CONSIGNES DE L'EXERCICE
Reproduisez fidèlement chacune des lignes des enregistrements ci-dessous, sans rien y changer.

(Données recueillies)
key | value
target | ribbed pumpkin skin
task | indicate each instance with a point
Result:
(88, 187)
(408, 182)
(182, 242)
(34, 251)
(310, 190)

RÉSULTAT ATTENDU
key | value
target | ribbed pumpkin skin
task | indicate each instance with a point
Result:
(88, 187)
(408, 182)
(182, 242)
(34, 251)
(310, 190)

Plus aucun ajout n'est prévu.